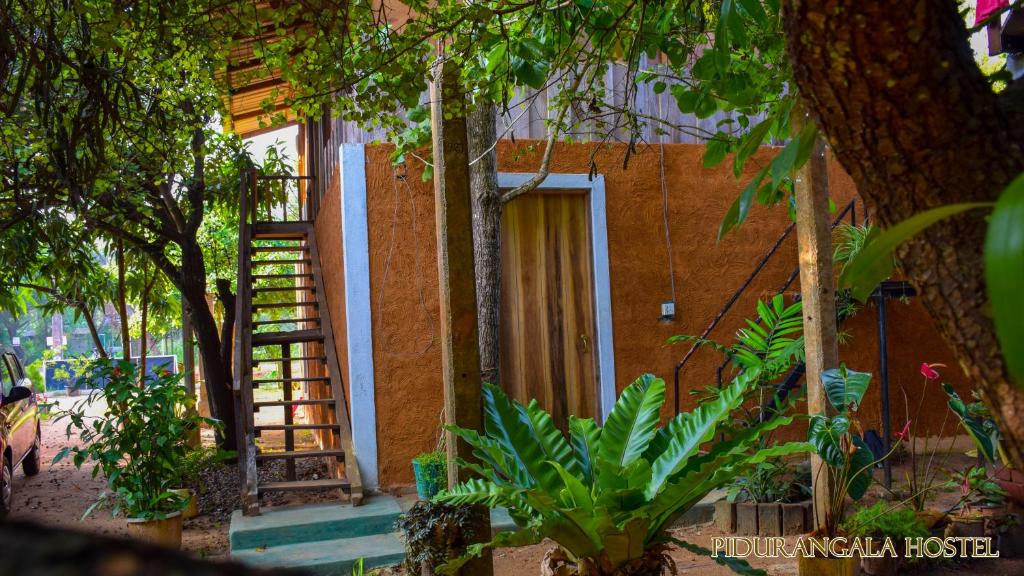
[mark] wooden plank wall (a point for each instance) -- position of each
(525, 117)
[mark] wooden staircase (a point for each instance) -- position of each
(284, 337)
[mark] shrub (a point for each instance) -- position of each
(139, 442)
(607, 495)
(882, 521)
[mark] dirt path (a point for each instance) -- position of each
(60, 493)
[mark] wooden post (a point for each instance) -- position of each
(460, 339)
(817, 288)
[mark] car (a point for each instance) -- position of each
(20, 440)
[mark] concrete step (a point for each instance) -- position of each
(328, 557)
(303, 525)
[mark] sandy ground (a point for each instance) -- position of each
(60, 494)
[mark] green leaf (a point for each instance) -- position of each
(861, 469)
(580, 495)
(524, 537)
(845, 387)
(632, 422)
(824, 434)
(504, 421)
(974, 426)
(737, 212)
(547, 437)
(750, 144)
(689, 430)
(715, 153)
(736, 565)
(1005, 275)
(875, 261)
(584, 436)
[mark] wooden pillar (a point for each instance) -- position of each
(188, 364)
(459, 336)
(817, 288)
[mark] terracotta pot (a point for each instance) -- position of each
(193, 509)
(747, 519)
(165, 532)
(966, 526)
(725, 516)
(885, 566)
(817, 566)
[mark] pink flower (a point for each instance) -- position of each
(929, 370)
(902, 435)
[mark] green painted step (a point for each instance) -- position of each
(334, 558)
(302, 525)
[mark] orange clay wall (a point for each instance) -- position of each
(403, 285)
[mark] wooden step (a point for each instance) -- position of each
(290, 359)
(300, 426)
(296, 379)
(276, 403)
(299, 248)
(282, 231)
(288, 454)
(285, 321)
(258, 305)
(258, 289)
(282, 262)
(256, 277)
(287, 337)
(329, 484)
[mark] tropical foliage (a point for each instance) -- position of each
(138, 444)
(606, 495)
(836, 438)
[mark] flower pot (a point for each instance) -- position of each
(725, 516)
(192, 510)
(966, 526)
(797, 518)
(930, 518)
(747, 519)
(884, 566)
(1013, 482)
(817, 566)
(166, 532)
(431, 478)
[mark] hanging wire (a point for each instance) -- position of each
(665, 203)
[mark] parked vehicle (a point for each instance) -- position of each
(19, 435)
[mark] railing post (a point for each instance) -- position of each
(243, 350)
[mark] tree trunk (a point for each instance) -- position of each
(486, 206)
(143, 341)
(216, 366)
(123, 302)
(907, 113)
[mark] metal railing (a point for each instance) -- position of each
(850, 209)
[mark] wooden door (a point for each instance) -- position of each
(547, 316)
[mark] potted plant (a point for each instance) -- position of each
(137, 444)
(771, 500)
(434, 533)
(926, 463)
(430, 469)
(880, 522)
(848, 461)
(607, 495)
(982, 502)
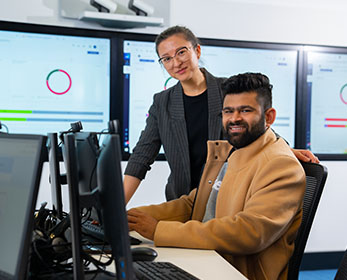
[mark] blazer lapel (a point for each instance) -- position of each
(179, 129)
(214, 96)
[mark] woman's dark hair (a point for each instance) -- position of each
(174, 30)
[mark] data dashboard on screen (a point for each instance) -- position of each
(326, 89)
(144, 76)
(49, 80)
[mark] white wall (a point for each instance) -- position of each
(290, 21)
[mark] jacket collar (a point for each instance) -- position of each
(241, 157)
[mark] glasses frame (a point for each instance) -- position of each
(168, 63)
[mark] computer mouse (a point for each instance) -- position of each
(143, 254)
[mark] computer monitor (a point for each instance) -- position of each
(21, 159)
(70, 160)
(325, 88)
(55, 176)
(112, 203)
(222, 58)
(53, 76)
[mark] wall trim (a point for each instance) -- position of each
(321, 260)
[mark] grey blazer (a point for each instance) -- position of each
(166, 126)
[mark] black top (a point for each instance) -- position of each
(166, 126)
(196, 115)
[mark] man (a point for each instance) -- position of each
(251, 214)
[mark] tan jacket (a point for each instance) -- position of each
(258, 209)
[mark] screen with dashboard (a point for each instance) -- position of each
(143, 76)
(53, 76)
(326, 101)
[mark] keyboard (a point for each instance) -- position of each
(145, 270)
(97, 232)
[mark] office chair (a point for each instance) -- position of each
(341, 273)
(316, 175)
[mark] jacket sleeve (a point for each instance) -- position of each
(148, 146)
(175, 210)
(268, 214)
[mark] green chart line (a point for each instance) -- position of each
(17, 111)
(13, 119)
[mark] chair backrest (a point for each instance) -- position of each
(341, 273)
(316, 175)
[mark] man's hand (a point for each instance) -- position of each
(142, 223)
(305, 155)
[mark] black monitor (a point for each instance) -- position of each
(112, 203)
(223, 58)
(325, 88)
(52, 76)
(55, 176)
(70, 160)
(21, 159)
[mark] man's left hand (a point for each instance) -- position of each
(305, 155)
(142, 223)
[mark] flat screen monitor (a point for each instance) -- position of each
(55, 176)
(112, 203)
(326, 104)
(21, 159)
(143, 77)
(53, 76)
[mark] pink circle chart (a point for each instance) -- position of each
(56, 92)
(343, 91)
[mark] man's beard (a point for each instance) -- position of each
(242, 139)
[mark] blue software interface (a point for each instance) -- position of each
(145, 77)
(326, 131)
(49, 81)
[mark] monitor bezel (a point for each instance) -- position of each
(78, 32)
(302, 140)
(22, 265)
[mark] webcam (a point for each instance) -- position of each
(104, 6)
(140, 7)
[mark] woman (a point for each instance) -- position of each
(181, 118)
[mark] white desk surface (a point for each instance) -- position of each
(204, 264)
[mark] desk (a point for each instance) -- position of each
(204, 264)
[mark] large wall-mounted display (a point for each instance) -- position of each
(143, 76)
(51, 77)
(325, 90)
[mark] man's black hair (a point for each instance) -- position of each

§ **Set task**
Using the material above, set down every line exactly, but skip the pictures.

§ **Correct output**
[mark] wooden plank wall (a point for each instance) -- position of each
(525, 117)
[mark] wooden staircase (a point for each instance) -- position of each
(284, 337)
[mark] shrub (a point for each instance) -- position of each
(139, 442)
(607, 495)
(882, 521)
[mark] dirt path (a point for each instance) -- position of each
(60, 493)
[mark] wooden post (a point for each instance) -- position of each
(460, 339)
(817, 288)
[mark] car (a point for each instance) -- position of each
(20, 440)
[mark] concrete step (a point for each instance) -- position of each
(328, 557)
(303, 525)
[mark] sandy ground (a point for each instance) -- position of each
(60, 494)
[mark] green leaf (a point for each instance) -- position of each
(861, 469)
(580, 495)
(524, 537)
(845, 387)
(632, 422)
(824, 434)
(504, 421)
(974, 426)
(737, 212)
(547, 437)
(750, 144)
(689, 430)
(715, 153)
(736, 565)
(1005, 275)
(875, 261)
(584, 436)
[mark] wooden pillar (a point for each instance) -- position of each
(188, 364)
(459, 336)
(817, 288)
[mark] terracotta pot (a point for each instance) -- position of each
(193, 509)
(747, 519)
(165, 532)
(966, 526)
(725, 516)
(885, 566)
(817, 566)
[mark] pink flower (a point for each instance) -- position of each
(929, 370)
(902, 435)
[mark] green painted step (a point for each instance) -- position of each
(334, 558)
(302, 525)
[mark] orange clay wall (a point for each instance) -- position of each
(403, 285)
[mark] wooden step (a point for each instance) -- position of each
(290, 359)
(300, 426)
(296, 379)
(276, 403)
(299, 248)
(282, 231)
(288, 454)
(285, 321)
(258, 305)
(258, 289)
(282, 262)
(256, 277)
(287, 337)
(329, 484)
[mark] tropical foliage (a point for each instance) -- position of each
(138, 444)
(606, 495)
(836, 438)
[mark] flower pot (a point for each instance) -- position of each
(725, 516)
(192, 510)
(966, 526)
(797, 518)
(930, 518)
(747, 519)
(884, 566)
(1013, 482)
(817, 566)
(166, 532)
(431, 478)
[mark] hanging wire (a point for each instance) -- position of each
(665, 203)
[mark] parked vehicle (a point for each instance) -- position of each
(19, 435)
[mark] railing post (a point for each instance) -- position of each
(243, 350)
[mark] tree trunk (a point for each instance) -- position of each
(486, 206)
(143, 341)
(216, 366)
(123, 302)
(907, 113)
[mark] metal railing (a point for each instance) -- position of each
(850, 209)
[mark] wooden door (a point for each instance) -- position of each
(547, 316)
[mark] potted plant (a point for each instance) -- position of each
(137, 444)
(771, 500)
(434, 533)
(926, 463)
(430, 469)
(880, 522)
(848, 461)
(607, 495)
(982, 502)
[mark] blazer lapel (a point for each instance) -- position of each
(179, 129)
(214, 96)
[mark] woman's dark hair (a point for each instance) -- position of each
(174, 30)
[mark] data dashboard on screen (a point for each instance) -- position of each
(326, 89)
(144, 76)
(49, 80)
[mark] white wall (a point for each instance) -- position of each
(290, 21)
[mark] jacket collar (a point for each instance) -- position of each
(241, 157)
[mark] glasses frame (a point for each instance) -- position of each
(168, 63)
[mark] computer mouse (a point for each instance) -- position of each
(143, 254)
[mark] computer monitor (a point for each instance) -- position of each
(21, 159)
(70, 160)
(325, 88)
(55, 176)
(112, 203)
(222, 58)
(53, 76)
[mark] wall trim (a point for each instance) -- position of each
(321, 260)
[mark] grey blazer (a point for each instance) -- position of each
(166, 126)
[mark] black top (a point for each instance) -- position of each
(166, 126)
(196, 115)
[mark] man (a point for each instance) -- position of each
(251, 214)
[mark] tan jacket (a point for each instance) -- position of each
(258, 209)
[mark] screen with dashboard (a point for each instance) -- position of each
(143, 76)
(53, 76)
(326, 101)
[mark] keyboard (a point for each instance) -- position of each
(145, 270)
(97, 232)
[mark] office chair (a point for each instance) -- position of each
(341, 273)
(316, 175)
[mark] jacket sleeve (a point for each instance) -- position of each
(148, 146)
(175, 210)
(268, 214)
[mark] green chart line (a point for each instance) -- position of each
(17, 111)
(13, 119)
[mark] chair backrest (a point for each instance) -- position of each
(341, 273)
(316, 175)
[mark] man's hand (a point for each instance) -- position of each
(142, 223)
(305, 155)
[mark] black monitor (a point for each instance) -- position of each
(112, 203)
(223, 58)
(325, 88)
(52, 76)
(55, 176)
(70, 160)
(21, 159)
[mark] man's left hand (a point for each instance) -- position of each
(305, 155)
(142, 223)
[mark] flat screen monitor (a point for each instance) -- position of each
(55, 176)
(112, 203)
(326, 104)
(21, 159)
(143, 77)
(53, 76)
[mark] pink circle chart (a point for each instance) -- position of each
(56, 92)
(343, 91)
[mark] man's beard (a point for each instance) -- position of each
(242, 139)
[mark] blue software interface (a point for each instance) -- position of each
(145, 77)
(326, 131)
(49, 81)
[mark] monitor bezel (a point for each instance) -- position of each
(78, 32)
(302, 140)
(22, 265)
[mark] webcam (a point for each instance) -- position of each
(104, 6)
(140, 7)
[mark] woman (a point for each instance) -- position of each
(181, 118)
[mark] white desk surface (a point for each instance) -- position of each
(204, 264)
[mark] desk (a point for each instance) -- position of each
(204, 264)
[mark] large wall-mounted display (a point for each instance) -- position of each
(143, 76)
(51, 77)
(325, 90)
[mark] man's black hair (a point for each instance) -- position of each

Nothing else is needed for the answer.